=== Input data ===

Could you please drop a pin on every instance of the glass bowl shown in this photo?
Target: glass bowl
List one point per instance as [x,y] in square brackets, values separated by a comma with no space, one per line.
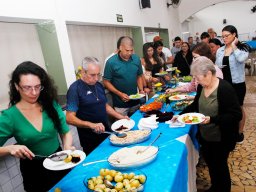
[132,180]
[133,137]
[126,158]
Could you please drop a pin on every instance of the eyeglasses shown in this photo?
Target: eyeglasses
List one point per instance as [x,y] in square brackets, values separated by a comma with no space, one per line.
[226,36]
[27,89]
[95,75]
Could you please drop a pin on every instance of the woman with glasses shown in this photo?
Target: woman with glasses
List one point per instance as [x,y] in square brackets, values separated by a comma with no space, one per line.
[216,99]
[151,65]
[183,59]
[35,120]
[200,49]
[231,58]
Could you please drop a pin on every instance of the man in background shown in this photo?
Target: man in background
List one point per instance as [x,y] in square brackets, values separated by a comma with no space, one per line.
[205,37]
[123,76]
[211,32]
[191,42]
[177,46]
[167,53]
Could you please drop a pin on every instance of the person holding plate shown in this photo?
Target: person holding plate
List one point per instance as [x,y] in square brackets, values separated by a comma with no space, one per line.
[216,99]
[123,76]
[35,120]
[231,58]
[87,106]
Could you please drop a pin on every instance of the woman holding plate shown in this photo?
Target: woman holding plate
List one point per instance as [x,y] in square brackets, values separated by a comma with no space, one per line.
[35,120]
[216,99]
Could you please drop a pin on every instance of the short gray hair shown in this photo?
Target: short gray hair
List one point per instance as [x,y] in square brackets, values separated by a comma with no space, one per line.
[126,40]
[89,60]
[201,65]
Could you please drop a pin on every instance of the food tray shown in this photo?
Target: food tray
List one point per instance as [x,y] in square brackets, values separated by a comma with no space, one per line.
[132,142]
[148,158]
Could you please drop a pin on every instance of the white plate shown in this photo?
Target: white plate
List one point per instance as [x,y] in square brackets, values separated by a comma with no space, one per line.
[171,69]
[128,157]
[191,115]
[145,123]
[161,74]
[178,97]
[125,122]
[135,97]
[61,165]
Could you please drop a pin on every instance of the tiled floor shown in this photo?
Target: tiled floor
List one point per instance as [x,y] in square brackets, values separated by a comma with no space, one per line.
[242,161]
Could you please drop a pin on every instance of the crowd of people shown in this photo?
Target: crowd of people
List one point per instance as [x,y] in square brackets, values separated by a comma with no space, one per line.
[35,119]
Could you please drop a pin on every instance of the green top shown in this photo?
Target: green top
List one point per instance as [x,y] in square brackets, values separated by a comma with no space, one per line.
[209,107]
[123,76]
[14,124]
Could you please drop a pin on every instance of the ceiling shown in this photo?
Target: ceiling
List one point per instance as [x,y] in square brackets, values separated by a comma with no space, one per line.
[187,8]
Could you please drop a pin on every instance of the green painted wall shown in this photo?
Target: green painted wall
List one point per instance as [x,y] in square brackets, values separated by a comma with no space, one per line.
[138,40]
[50,48]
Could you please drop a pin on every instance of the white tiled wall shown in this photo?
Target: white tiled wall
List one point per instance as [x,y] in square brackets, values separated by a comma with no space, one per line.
[10,176]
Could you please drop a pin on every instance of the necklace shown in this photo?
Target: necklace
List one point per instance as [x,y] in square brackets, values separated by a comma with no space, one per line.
[94,94]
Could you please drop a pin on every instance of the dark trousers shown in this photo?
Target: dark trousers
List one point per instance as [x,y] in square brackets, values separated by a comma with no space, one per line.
[36,178]
[89,140]
[216,158]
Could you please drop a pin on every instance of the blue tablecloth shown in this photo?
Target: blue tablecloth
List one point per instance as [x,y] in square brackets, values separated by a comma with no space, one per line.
[168,172]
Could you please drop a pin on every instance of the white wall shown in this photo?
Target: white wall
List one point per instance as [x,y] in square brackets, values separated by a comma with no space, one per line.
[190,7]
[99,12]
[237,13]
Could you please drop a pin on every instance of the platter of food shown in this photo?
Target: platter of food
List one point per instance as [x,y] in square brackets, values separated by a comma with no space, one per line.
[191,118]
[105,179]
[155,105]
[171,69]
[136,96]
[162,73]
[178,97]
[123,125]
[180,105]
[133,137]
[128,157]
[72,160]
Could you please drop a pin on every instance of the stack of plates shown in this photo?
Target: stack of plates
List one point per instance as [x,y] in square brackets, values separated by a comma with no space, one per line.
[148,123]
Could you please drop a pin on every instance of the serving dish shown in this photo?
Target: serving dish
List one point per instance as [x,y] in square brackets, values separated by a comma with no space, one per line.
[180,105]
[126,158]
[125,123]
[178,97]
[136,96]
[191,118]
[62,165]
[133,137]
[105,179]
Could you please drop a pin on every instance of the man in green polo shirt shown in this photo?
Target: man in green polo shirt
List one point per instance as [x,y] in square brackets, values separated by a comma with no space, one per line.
[123,77]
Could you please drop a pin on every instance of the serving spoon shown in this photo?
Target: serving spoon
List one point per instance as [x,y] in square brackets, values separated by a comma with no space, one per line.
[143,150]
[55,157]
[120,135]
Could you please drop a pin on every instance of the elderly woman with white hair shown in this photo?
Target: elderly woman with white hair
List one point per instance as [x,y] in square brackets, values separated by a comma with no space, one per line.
[217,100]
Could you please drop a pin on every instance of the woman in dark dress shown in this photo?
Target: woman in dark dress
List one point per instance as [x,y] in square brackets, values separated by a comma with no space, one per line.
[231,58]
[183,59]
[216,99]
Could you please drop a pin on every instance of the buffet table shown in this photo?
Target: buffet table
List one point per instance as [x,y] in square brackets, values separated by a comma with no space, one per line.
[174,168]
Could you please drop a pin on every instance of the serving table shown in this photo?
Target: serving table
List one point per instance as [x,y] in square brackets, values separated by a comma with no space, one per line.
[173,170]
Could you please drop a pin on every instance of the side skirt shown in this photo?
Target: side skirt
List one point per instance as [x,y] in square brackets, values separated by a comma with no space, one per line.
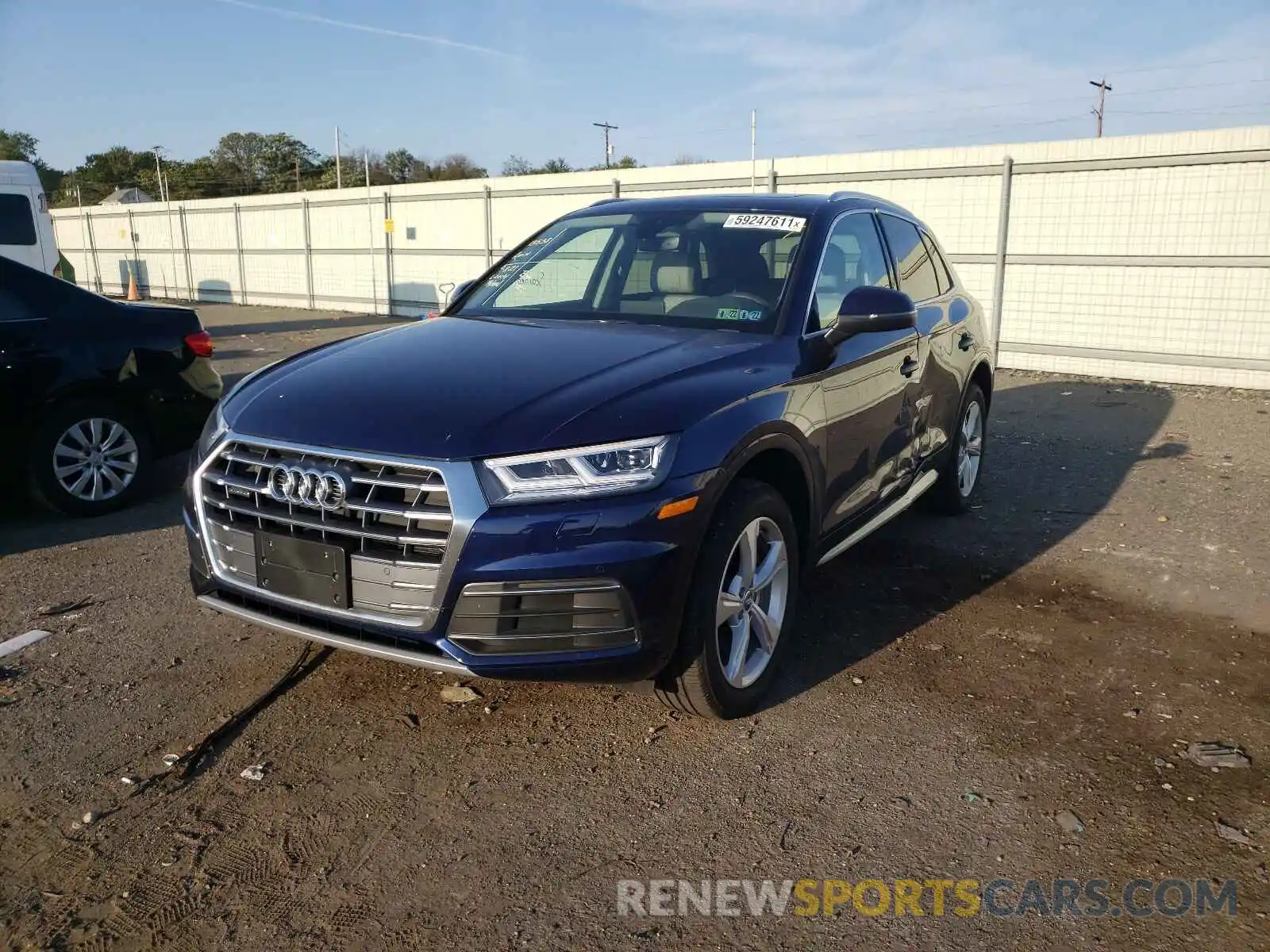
[924,482]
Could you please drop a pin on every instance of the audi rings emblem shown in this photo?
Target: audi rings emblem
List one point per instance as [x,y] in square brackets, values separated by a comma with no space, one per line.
[317,489]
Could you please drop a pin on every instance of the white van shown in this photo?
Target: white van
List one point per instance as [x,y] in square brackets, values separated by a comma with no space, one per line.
[25,225]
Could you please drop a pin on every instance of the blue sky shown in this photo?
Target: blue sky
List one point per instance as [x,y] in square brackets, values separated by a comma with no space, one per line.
[491,78]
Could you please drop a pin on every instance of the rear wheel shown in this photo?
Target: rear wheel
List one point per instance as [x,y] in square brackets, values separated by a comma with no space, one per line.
[89,459]
[959,478]
[741,607]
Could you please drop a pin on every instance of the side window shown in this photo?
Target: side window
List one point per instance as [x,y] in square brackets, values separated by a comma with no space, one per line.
[556,279]
[941,268]
[852,258]
[918,276]
[17,221]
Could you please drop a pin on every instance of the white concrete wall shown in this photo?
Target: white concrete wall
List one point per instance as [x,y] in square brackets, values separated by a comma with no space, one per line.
[1191,306]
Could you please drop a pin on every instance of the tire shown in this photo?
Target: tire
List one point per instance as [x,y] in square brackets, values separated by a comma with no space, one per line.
[958,488]
[118,463]
[710,676]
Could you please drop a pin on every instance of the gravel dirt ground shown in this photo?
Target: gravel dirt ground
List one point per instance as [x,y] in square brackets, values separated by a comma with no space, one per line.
[956,685]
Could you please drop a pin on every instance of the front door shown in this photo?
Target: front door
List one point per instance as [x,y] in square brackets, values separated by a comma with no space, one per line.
[869,422]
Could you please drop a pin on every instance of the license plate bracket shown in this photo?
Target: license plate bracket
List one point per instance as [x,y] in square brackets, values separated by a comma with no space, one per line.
[298,568]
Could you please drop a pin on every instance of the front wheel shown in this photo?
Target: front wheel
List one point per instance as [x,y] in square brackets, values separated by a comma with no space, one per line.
[741,607]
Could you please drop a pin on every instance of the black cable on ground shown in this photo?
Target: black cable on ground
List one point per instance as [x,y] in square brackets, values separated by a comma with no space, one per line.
[187,766]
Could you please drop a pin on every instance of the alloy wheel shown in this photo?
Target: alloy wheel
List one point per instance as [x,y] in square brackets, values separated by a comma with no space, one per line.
[969,448]
[95,460]
[752,600]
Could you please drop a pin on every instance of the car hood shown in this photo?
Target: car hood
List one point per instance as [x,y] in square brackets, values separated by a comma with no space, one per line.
[459,387]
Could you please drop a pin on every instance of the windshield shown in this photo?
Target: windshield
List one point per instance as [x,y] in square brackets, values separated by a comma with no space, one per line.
[687,268]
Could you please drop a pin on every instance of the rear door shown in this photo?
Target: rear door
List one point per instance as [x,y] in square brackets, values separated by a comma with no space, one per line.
[29,366]
[920,278]
[869,427]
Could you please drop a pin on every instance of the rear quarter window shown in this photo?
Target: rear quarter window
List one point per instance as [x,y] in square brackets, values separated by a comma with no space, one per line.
[17,220]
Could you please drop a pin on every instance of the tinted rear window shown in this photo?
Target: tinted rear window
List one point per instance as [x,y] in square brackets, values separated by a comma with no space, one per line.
[17,220]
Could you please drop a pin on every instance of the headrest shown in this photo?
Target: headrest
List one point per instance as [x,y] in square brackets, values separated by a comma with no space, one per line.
[673,274]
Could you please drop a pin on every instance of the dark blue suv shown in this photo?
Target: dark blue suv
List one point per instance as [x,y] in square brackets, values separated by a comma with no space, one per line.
[614,456]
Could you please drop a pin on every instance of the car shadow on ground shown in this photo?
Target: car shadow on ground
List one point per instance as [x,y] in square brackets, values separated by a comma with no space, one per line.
[1056,455]
[25,527]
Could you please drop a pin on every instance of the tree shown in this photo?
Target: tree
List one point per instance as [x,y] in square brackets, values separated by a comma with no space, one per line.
[457,167]
[264,163]
[118,167]
[516,165]
[18,146]
[21,146]
[400,165]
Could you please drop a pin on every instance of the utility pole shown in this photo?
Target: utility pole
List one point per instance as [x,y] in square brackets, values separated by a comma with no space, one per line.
[609,150]
[1103,94]
[159,173]
[340,179]
[753,143]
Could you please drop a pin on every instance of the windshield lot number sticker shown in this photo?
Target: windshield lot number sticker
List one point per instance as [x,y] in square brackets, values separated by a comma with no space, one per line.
[738,314]
[772,222]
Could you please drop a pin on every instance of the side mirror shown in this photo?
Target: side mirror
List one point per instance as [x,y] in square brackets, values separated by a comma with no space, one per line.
[869,310]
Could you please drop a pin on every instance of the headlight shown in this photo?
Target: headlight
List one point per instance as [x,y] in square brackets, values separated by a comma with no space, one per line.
[213,432]
[575,474]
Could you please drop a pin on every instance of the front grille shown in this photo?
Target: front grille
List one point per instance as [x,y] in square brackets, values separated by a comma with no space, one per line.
[394,522]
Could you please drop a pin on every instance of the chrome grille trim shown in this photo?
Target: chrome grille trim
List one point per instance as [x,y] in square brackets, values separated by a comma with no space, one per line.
[410,537]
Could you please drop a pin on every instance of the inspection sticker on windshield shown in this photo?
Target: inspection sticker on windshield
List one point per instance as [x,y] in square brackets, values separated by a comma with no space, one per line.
[772,222]
[738,314]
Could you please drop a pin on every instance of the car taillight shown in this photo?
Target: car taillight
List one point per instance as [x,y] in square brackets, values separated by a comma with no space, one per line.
[201,343]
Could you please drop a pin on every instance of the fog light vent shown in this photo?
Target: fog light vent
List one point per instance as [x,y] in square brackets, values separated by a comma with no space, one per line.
[530,617]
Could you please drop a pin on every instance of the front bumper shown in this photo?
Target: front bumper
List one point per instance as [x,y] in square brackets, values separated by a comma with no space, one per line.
[587,590]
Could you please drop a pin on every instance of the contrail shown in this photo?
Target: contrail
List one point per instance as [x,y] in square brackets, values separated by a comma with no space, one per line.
[365,29]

===

— Your instructions —
Repeat, without change, each line of the data above from the one that contains "headlight shown in this photo?" through the final line, counting both.

— Reply to the task —
Could you please drop a pin on every instance of the headlight shown in this photo?
Target: headlight
List one point per instance as [x,y] in square brackets, values separated by a comma with no space, one per line.
[213,432]
[575,474]
Could you please drop a pin on every instance of the front grille shown in this photo?
Target: front grille
List one point per instance as [x,y] in square brackets, values separated by a comma with no space, one per line.
[394,522]
Could you please drop a pin on every instance of the chrome grille trim shown in this photo?
Target: chrome grille trim
List one point per instance as [x,y] in square brackets, values separated by a comma with no space, one per line.
[410,537]
Could you please drop a pin on every instance of the inspection sticker on windshield shown in this photo?
Target: inspection sticker on windshield
List one point per instance as [x,y] in square brackets, values separated by a comma with no space, one per line.
[772,222]
[738,314]
Could you please drop a pin on every instance of the car taillight shown in this photo?
Target: car taillight
List one point per instance as [x,y] in square brackets, values separated by a comma with no space, one per line.
[201,343]
Could you please drop a pin on every instance of the fog light vent shown in this photo?
Target: fog light vent
List one point per instance as [x,y] in square brackets, values separated by a comma with no space, one per line.
[530,617]
Could you please drop a pin on every instance of the front bumper shown in this photo?
Target: front bumper
List one point per instance as [x,y] in square brackets, values separated by a comma with no space, one per line.
[587,590]
Could you please drop a pin on every instance of the contrail shown in this photo?
Target: contrail
List one point per instance as [x,y] in square brackets, values separated by a comma with no space, one per line.
[365,29]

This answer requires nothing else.